═════ Dataset extract ═════

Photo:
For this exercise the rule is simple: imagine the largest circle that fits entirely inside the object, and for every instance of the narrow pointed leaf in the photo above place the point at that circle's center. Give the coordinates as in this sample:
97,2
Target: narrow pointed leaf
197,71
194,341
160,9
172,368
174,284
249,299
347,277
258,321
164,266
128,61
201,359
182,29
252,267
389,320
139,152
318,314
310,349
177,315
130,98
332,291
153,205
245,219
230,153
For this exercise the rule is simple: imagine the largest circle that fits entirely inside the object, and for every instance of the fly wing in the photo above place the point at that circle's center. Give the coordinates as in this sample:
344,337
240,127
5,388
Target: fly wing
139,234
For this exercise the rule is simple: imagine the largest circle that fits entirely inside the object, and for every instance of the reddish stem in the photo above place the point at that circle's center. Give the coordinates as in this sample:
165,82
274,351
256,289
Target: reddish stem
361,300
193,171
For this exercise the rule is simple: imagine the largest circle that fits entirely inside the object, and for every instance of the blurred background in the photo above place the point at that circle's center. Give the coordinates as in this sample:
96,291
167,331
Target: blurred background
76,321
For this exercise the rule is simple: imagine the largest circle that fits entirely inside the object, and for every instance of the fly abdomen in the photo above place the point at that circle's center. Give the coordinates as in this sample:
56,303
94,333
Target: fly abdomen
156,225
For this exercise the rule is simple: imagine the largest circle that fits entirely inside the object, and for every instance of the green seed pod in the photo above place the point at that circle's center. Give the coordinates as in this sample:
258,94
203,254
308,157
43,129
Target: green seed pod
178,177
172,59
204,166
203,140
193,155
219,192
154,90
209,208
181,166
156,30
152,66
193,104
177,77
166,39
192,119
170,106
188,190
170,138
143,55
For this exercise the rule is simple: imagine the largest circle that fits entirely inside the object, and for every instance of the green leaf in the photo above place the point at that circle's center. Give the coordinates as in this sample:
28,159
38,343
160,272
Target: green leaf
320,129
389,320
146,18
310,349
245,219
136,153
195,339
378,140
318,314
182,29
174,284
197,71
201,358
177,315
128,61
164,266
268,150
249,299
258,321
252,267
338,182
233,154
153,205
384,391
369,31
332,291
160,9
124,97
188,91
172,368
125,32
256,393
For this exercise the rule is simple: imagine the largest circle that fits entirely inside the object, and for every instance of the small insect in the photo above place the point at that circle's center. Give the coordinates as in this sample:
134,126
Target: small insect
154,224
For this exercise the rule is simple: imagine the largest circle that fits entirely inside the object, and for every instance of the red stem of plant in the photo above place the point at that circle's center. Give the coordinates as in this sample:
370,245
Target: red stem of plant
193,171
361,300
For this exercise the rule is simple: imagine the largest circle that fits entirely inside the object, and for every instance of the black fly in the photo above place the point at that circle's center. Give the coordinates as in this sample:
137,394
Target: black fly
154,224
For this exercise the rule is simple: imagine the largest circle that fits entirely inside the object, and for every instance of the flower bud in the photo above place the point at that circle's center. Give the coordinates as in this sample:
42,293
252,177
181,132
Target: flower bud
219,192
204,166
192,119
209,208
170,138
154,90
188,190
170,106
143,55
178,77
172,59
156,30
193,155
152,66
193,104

═════

The full set of entries should appear again, unchanged, line by line.

Photo:
For this exercise the rule is simple: imagine the largest circle that fits entirely inside the object, and for every instance of the narrow pointed leaf in the photo above place the point at that circle's center. Give the coordinates as in this sample:
97,2
Target: narrow pointed leaf
197,71
194,341
160,9
172,368
174,284
249,299
347,277
258,321
164,266
128,61
201,359
182,29
252,267
389,320
139,152
318,314
310,349
177,315
130,98
332,291
153,205
245,219
230,153
For this exercise the rule is simple: imagine the largest circle that fits entirely inside the object, and for every instance of the fly wing in the photo above place the point at that circle's center. Give the coordinates as in this sample:
344,337
240,127
5,388
Target: fly wing
139,234
For this exercise the rule is simple: imagine the largest circle that fits entirely inside the object, and for every instance of the reddish stem in the photo above place the point at that circle's center. Give the coordinates as in this sample:
165,82
274,351
256,289
Target: reddish stem
361,300
193,171
For this exercise the rule is simple: imagine the largest circle that fits entirely inside the object, and for every instance of the blurred background in the photo above place the point at that circle's center. Give the coordinates as in this sample:
96,291
167,331
Target: blurred background
76,321
For this exercise the rule is simple: imagine the largest circle that fits entirely inside the object, and for every instance of the fly abdomen in the photo above place the point at that circle's center. Give the coordinates as in this sample:
56,303
94,333
Target: fly abdomen
156,225
For this exercise the rule is simple: imagine the largest circle that fits entirely inside the object, and for every instance of the green seed pod in the photo above place the point at that circle's center. Give the coordinates as in this sample:
258,94
203,254
308,157
43,129
Target: green seed pod
178,177
172,59
204,166
203,140
193,155
219,192
154,90
209,208
181,166
156,30
152,66
193,104
177,77
166,39
192,119
170,106
188,190
170,138
143,55
For this exercise the rule is simple: imagine the largest circle that fits entirely inside the object, and for every instance of the green leaf in the photo above place the point at that circle's center. Give the coordinates as in this sample:
28,159
38,343
160,272
Target: green leaf
320,129
389,320
146,18
310,349
245,219
136,153
195,339
378,140
318,314
182,29
174,284
197,71
201,358
177,315
128,61
164,266
268,150
249,299
258,321
252,267
338,182
233,154
153,205
384,391
369,31
332,291
160,9
124,97
188,91
172,368
125,32
256,393
For this exercise the rule is simple: imagine the largest circle that fits entirely inside the object, and for every instance of the small insect in the photo above place the point at that circle's center. Give the coordinates as in this sample:
134,126
Target: small insect
154,224
For this exercise the rule is simple: imagine the largest circle that fits entirely inside the object, and for every instance of the red stem of plant in the photo above place the point at that circle's center. Give the coordinates as in this sample:
370,245
Target: red stem of plant
193,171
361,300
For this exercise the rule is simple: imagine the largest circle that fits entirely inside the object, and for every instance of the black fly in the photo above place the point at that circle's center. Give the coordinates as in this sample:
137,394
Target: black fly
154,224
For this exercise the rule is simple: imagine the largest circle that fits entirely inside the object, and for every instance of the flower bud in the photo above place the point at that circle's center. Give the coordinates as in this sample:
42,293
252,177
181,132
Target: flower bud
219,192
204,166
192,119
209,208
170,138
154,90
188,190
170,106
143,55
178,77
172,59
156,30
193,155
152,66
193,104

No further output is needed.